**Text passage:**
————
Day of the Russian DX
Of course, there are many other interesting things out there. But it is different from any others because it not only sharpens your technical knowledge, but also gives you many reasons to join the Amateur radio community. One of such reasons is opportunity to meet other fellow amateurs from other countries and continents, finding new friends. This is how I met and became great friends with Dmitri (Dima), RA9USU. He lives in New York and is also known by his American callsign - N2OW. History of our friendship goes far back into the 90's when my life’s path brought me into Moscow State University Radio Club - RZ3AZO. Back then no one could possibly imagine that we would be scattered around the world, far apart from each other. I again met Dima several years later in New York, on my return trip from K1B DXpedition to "home base"- UN Mission in Kosovo.
At that time, there were no other plans to activate a rare one. My only wish back then was to get some rest after long and tiresome trip. It took me from Baker Island, Tuvalu, Fiji and 26 flight hours later, as I went from one part of the world to the other.
Somehow, thoughts about visiting New York Metro area in the East Coast of the United States for me always associated with United Nations’ Headquarters. This was of my job as a peace keeper for the UN or maybe because of certain unique radio station located there - 4U1UN. I first brought up the idea of visiting the United Nation Radio Club to Dima and then later discussed it with Ed, NT2X. Ed was skeptical, as he knew how difficult it would be. Ed once operated from 4U1UN in the 80’s and had some ‘inside’ details. For the last several years the UN Club was not on the air for reasons not entirely related to Amateur Radio. Coupled with being a separate DXCC entity, it was obvious that my dream of operating from there would only be a dream.
————
**Dataset extract:**

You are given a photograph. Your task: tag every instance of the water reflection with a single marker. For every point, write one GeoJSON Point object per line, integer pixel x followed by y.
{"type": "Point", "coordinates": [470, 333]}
————
**Instructions:**
a) In the amateur radio account, shorten the paragraph that begins "Somehow, thoughts about visiting New York Metro area" into a bulleted list that keeps its main facts.
b) Write the next part of the amateur radio account about hoping to operate from 4U1UN, starting after its final sentence.

**Solved tasks:**
a)
- The writer always linked visiting the New York Metro area with the United Nations Headquarters, perhaps because of a job as a UN peacekeeper or because of the unique radio station there, 4U1UN.
- The writer first raised the idea of visiting the United Nations Radio Club with Dima, then discussed it with Ed, NT2X.
- Ed had operated from 4U1UN in the 80's, had some inside details, and was skeptical because he knew how difficult it would be.
- The UN Club had not been on the air for the last several years, for reasons not entirely related to amateur radio.
- Because of this, and because the club is a separate DXCC entity, operating from there seemed likely to remain only a dream.

b)
It was two year in preparation. Calls and letters to station Station Manager Mohamed, did not leave much hope for a visit to 4U1UN. I was in Austria , when I met my old friend Jun Tanaka, the Station Manager of 4U1VIC. He expressed sympathy with these utopian plans. Later he played a major role in bringing it about. But at the time I didn’t have much hope.
My visit to the United States almost didn’t happen. There were some bureaucratic problems with getting new visa issued, etc. And then - it just fell into place. Dima, who talks to me daily on ICQ, convinced me to come for the annual ham gathering, Dayton Hamvention, in Ohio. He has this unique talent of convincing people. I flew into JFK on May 2, 20004. After arranging our trip to Dayton, Dima again raised the question of 4U1UN. He thought it would be a great birthday present. I opened my notebook and found some phone numbers of colleagues who work at the UN building. With their help I called Mohamed.
It was a short call. Mohamed remembered Dima, who wanted to meet him at the 4U1UN. He later gave us the strict rules of visiting the Club Station. But there was no turning back. We had agreed on everything!
Mohamed posted the information about upcoming operation from 4U1UN, but because of short advanced notice, not every bulletin published it. Without prior approval from the station’s manager, we could not announce anything ourselves either.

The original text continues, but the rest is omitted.